- Problem statement -
Please copy the part of the listing below that opens with the line containing "# segment --target elbow" and runs to the end of the listing, both ends included, with every line unchanged.
========================
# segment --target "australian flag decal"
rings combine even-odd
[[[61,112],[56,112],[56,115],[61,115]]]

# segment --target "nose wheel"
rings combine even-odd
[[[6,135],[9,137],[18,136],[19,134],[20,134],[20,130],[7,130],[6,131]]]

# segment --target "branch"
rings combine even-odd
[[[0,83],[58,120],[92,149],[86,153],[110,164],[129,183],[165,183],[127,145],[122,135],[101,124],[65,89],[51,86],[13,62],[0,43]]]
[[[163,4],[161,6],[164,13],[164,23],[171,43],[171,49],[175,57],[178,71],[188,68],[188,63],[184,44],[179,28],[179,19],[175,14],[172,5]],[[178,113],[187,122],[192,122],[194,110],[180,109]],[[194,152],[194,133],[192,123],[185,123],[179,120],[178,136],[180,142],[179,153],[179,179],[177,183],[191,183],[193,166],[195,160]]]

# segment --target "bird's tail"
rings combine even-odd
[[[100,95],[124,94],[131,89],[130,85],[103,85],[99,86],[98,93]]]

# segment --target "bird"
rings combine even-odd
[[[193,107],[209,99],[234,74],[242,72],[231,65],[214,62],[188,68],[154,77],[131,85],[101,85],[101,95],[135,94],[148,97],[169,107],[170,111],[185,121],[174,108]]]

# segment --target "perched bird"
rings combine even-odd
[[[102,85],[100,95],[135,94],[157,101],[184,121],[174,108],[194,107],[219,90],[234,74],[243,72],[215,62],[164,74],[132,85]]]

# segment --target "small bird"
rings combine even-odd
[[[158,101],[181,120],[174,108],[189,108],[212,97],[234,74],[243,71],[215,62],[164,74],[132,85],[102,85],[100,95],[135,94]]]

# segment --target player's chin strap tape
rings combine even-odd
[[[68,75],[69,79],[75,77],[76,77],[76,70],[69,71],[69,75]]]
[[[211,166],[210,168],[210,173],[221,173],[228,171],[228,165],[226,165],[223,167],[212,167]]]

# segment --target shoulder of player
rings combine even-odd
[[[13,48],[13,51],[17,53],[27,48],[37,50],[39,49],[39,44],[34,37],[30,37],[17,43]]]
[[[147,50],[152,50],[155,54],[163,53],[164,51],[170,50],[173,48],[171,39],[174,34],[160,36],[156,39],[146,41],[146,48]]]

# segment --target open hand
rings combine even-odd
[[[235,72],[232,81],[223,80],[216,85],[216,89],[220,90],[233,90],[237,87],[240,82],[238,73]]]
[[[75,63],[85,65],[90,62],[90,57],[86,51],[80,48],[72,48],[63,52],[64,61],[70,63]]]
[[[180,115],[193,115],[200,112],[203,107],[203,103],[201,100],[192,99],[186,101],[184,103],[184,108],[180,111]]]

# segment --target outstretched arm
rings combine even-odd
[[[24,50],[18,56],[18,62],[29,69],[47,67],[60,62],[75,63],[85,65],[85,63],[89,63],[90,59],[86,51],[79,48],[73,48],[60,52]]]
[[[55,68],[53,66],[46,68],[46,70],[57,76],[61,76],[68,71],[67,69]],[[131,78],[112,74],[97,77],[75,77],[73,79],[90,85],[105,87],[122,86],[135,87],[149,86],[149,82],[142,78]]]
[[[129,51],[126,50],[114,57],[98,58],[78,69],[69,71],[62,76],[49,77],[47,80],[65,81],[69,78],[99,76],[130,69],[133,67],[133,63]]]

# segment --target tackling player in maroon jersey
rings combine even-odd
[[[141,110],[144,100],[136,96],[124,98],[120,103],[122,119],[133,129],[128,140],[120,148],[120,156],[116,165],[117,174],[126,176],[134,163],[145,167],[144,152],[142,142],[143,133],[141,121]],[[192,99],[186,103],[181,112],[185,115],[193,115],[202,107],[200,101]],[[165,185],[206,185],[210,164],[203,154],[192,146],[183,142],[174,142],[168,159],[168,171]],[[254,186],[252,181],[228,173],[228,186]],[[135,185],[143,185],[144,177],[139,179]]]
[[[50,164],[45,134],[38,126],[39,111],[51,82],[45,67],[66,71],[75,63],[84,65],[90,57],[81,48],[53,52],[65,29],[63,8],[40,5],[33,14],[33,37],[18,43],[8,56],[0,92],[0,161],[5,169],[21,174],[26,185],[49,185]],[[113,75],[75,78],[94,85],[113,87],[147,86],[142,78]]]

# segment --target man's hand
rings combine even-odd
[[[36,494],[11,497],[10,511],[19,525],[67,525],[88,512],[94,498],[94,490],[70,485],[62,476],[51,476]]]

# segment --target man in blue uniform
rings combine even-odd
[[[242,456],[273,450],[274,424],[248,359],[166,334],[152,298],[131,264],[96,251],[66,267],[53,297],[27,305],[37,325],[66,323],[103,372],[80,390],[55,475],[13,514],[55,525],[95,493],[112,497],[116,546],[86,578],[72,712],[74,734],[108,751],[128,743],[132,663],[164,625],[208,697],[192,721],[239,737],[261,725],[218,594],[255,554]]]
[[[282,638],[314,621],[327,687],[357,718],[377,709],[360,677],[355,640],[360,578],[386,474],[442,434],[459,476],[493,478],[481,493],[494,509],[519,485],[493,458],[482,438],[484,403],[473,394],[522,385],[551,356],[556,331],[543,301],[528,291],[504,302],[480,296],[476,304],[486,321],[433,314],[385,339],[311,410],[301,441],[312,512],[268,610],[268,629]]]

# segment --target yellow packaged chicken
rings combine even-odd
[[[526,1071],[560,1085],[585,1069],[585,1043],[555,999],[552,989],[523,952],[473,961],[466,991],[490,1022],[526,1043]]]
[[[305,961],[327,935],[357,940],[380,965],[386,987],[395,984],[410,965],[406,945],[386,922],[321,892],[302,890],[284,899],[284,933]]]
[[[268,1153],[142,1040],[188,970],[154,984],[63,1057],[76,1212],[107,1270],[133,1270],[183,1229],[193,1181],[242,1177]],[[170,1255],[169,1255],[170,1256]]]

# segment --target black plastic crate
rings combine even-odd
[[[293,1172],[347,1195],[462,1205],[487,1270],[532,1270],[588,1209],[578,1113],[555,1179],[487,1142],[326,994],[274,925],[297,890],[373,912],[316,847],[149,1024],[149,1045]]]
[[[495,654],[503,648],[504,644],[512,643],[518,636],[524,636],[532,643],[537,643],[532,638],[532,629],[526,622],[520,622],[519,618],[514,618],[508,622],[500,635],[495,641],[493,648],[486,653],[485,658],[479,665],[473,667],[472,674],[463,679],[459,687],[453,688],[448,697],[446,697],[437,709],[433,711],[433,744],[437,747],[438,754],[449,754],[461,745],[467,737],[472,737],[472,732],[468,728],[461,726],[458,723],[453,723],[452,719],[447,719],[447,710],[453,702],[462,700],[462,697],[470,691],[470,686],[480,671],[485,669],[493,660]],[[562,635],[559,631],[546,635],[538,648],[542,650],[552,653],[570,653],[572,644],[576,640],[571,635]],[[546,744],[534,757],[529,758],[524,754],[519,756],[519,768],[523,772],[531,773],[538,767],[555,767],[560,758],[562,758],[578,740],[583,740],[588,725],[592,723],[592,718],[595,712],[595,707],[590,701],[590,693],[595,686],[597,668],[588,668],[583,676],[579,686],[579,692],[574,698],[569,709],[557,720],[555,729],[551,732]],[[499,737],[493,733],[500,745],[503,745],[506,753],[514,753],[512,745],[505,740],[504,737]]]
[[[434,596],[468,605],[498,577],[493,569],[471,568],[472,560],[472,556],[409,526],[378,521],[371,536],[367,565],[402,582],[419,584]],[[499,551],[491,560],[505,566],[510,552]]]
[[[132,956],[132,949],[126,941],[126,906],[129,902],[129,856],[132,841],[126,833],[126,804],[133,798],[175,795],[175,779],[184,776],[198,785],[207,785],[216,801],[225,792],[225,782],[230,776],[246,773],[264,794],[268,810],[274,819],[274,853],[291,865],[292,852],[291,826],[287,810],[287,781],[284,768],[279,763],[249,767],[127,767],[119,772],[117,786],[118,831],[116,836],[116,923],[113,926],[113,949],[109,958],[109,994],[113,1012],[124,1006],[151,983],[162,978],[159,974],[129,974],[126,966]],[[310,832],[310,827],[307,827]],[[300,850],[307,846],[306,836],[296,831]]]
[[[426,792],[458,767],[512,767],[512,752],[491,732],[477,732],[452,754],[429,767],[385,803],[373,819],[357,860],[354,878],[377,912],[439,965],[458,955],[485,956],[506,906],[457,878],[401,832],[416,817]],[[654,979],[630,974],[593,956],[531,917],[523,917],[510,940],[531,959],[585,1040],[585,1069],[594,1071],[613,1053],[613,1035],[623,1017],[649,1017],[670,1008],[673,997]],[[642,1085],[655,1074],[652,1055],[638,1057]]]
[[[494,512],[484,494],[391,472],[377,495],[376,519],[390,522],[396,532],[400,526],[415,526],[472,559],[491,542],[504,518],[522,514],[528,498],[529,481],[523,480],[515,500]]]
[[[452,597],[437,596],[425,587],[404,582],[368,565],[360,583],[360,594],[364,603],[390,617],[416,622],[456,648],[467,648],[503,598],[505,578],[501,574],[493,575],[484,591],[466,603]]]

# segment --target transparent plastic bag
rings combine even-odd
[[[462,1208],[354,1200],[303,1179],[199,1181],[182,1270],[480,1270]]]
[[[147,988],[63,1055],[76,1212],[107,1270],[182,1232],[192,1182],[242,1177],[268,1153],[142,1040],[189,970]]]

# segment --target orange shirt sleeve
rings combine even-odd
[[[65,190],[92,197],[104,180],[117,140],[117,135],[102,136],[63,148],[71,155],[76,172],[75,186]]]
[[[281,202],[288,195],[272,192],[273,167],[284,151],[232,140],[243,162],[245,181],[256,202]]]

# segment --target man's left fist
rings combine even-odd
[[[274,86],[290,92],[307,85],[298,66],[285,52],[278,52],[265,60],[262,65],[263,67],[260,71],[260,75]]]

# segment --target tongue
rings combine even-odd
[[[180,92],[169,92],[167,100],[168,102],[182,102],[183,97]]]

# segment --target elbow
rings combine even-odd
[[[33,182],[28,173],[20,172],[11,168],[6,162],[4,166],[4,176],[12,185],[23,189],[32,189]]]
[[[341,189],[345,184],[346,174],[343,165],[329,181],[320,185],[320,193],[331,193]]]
========================
- Correct answer -
# segment --target elbow
rings combine even-odd
[[[33,182],[28,173],[20,172],[11,168],[6,162],[4,166],[4,176],[12,185],[23,189],[32,189]]]
[[[341,189],[345,184],[346,174],[343,165],[329,181],[320,185],[320,193],[331,193]]]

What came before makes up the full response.